- [Problem to solve]: Go through the data below and substitute "one point per instance" for each occurrence of "a point for each instance", keeping every other word and line unchanged.

Position identification data
§

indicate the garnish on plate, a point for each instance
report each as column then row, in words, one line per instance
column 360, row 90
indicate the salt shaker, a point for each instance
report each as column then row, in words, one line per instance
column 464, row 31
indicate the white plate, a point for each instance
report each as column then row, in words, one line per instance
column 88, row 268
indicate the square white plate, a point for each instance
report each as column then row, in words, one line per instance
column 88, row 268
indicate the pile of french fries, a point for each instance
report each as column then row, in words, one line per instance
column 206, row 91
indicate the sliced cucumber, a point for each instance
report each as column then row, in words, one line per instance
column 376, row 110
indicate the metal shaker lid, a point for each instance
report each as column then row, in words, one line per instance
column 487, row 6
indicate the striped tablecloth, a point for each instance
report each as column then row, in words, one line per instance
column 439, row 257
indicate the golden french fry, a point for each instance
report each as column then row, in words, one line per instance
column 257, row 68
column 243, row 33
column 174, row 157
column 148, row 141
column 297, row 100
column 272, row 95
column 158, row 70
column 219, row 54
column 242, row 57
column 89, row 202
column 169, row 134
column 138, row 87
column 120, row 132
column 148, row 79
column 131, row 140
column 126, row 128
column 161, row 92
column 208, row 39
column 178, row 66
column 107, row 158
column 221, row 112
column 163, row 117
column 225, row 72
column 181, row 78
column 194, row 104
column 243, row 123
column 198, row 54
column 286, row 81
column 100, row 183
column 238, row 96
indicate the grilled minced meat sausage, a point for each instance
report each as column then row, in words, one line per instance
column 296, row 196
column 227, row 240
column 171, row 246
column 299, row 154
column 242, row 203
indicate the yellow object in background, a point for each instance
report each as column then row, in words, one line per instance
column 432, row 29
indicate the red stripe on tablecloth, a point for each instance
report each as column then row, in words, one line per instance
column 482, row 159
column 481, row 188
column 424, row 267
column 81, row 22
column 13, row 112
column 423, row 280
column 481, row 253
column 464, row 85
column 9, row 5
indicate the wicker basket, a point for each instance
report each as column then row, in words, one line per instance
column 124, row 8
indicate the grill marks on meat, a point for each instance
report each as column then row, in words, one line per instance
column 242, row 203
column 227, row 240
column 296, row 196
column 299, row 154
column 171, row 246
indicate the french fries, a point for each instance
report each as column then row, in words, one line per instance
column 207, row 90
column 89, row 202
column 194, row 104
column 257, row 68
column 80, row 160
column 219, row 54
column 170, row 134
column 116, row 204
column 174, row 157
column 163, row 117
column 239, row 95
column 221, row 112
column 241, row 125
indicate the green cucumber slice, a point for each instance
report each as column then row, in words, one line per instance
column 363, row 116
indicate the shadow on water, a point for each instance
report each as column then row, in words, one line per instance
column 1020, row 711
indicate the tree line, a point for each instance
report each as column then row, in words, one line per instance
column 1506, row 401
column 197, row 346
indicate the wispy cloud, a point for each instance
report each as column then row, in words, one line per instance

§

- [Task output]:
indicate the garnish on plate, one point per instance
report each as column then row, in words, one line per instance
column 360, row 90
indicate the salt shaker, one point per instance
report each as column then row, in words, one line per instance
column 464, row 31
indicate the white plate, one point per instance
report each as column then row, in words, one line per instance
column 88, row 268
indicate the square white plate, one point per instance
report each as column then row, in words, one line per instance
column 88, row 268
indicate the pile of french fries, one point per instance
report each as column then row, in words, one line per instance
column 206, row 91
indicate the sliced cucumber, one point per instance
report each as column then row, in words, one line per instance
column 376, row 110
indicate the metal shaker lid, one point per instance
report each as column then row, in words, one line per instance
column 487, row 6
indicate the striped tablecloth, one point per instance
report each as column then row, in words, one line per instance
column 439, row 257
indicate the golden french fry, one point per instance
report each as column then row, in words, one line per instance
column 257, row 68
column 243, row 33
column 174, row 157
column 148, row 141
column 297, row 100
column 272, row 95
column 158, row 70
column 219, row 54
column 242, row 57
column 89, row 202
column 169, row 134
column 138, row 87
column 120, row 132
column 148, row 79
column 131, row 140
column 126, row 128
column 161, row 92
column 208, row 39
column 178, row 66
column 107, row 158
column 221, row 112
column 163, row 117
column 225, row 72
column 181, row 78
column 194, row 104
column 243, row 123
column 198, row 54
column 286, row 81
column 100, row 183
column 238, row 96
indicate the grilled minced meat sausage, one point per instance
report each as column then row, in words, one line per instance
column 296, row 196
column 227, row 240
column 171, row 246
column 299, row 154
column 242, row 203
indicate the yellow object in background, one point per instance
report each as column then row, in words, one line per instance
column 432, row 29
indicate the red stripe on tablecloth, one point per instance
report each as column then row, in words, one line per instance
column 482, row 159
column 481, row 188
column 424, row 267
column 81, row 22
column 13, row 112
column 423, row 280
column 481, row 253
column 464, row 85
column 9, row 5
indicate the wicker basket, one point per instance
report each as column then row, in words, one line per instance
column 124, row 8
indicate the grill marks on meat, one point per instance
report each as column then row, in words, one line per instance
column 242, row 203
column 227, row 240
column 296, row 196
column 299, row 154
column 171, row 246
indicate the french fries, one point per instance
report each as column then row, in words, one line per instance
column 207, row 90
column 89, row 202
column 194, row 104
column 257, row 68
column 80, row 160
column 219, row 54
column 170, row 134
column 116, row 204
column 174, row 157
column 163, row 117
column 239, row 95
column 221, row 112
column 241, row 125
indicate the green cucumber slice, one point per instance
report each as column then row, in words, one line per instance
column 363, row 116
indicate the shadow on water, one point per instance
report each as column then row, in words, one line per instance
column 1020, row 711
indicate the tree line, one point per instance
report each as column then row, in words, one line per instance
column 1506, row 401
column 197, row 346
indicate the wispy cloud, one point per instance
report each as column then row, in words, one line per instance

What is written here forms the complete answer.